Could you revise the items below, replacing every "surrounds" with "encloses" and changing nothing else?

[Collected data]
══════
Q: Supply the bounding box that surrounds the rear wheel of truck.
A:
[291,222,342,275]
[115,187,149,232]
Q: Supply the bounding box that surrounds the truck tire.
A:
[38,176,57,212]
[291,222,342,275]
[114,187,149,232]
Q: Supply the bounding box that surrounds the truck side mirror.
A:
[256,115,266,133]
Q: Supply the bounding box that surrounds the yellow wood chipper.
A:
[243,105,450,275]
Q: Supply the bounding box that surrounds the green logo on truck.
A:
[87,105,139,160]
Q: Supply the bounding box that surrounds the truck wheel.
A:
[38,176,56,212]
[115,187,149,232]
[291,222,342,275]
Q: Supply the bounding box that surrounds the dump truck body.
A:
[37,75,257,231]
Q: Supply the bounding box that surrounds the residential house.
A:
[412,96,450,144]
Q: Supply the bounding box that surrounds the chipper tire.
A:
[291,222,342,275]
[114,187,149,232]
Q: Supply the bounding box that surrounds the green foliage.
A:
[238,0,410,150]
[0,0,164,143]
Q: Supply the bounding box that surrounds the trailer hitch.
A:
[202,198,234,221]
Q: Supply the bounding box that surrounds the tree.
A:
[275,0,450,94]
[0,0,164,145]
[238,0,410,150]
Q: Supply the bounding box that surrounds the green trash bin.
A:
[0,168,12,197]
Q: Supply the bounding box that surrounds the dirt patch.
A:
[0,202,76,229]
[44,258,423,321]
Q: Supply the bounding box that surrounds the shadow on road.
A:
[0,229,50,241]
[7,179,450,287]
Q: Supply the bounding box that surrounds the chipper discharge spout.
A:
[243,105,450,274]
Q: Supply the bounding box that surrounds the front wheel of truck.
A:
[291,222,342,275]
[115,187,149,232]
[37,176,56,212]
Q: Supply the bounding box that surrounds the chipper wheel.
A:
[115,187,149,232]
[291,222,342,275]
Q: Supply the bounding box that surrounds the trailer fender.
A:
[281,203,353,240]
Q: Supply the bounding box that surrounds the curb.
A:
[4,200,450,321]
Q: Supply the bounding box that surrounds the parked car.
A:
══════
## Exercise response
Q: Supply the bounding box that encloses the rear wheel of truck.
A:
[291,222,342,275]
[115,187,149,232]
Q: Supply the bounding box that encloses the truck tire.
A:
[38,176,57,212]
[291,222,342,275]
[114,187,149,232]
Q: Supply the bounding box that encloses the truck side mirror.
A:
[256,115,266,133]
Q: Supply the bounding box that encloses the yellow wood chipper.
A:
[243,105,450,275]
Q: Supply the bounding box that encloses the green logo on truck.
A:
[87,105,139,160]
Q: Supply the bounding box that encloses the truck wheel.
A:
[38,176,56,212]
[115,187,149,232]
[291,222,342,275]
Q: Supply the bounding box that encloses the dump truck body.
A:
[37,75,257,231]
Q: Supply the bounding box that encloses the residential house.
A:
[412,96,450,144]
Q: Supply the bounding box that encloses the chipper tire.
A:
[291,222,342,275]
[114,187,149,232]
Q: Supply the bounding box that encloses the green foliage.
A:
[238,0,410,150]
[0,0,164,143]
Q: Supply the bounding box that encloses the trailer hitch.
A:
[202,198,234,221]
Q: Supply the bounding box that encloses the tree.
A:
[275,0,450,94]
[0,0,164,145]
[238,0,410,150]
Q: Supply the bounding box that encloses the green trash bin.
A:
[0,168,12,197]
Q: Supply the bounding box that encloses the dirt patch.
A:
[0,202,76,229]
[44,258,423,321]
Q: Supply the bounding box that encloses the shadow on road.
A:
[0,229,50,241]
[7,179,450,287]
Q: Supply the bounding box that encloses the chipper discharge spout.
A:
[243,105,450,274]
Q: Supply the bounding box that encloses the front wheel of truck.
A:
[291,222,342,275]
[115,187,149,232]
[37,176,56,212]
Q: Supply the bounding box that encloses the chipper wheel.
A:
[115,187,149,232]
[291,222,342,275]
Q: Supply the bounding box that encloses the trailer fender.
A:
[281,203,353,240]
Q: Supply the bounding box that encloses the curb.
A:
[4,200,450,321]
Q: Supply the bounding box that encloses the parked car.
A:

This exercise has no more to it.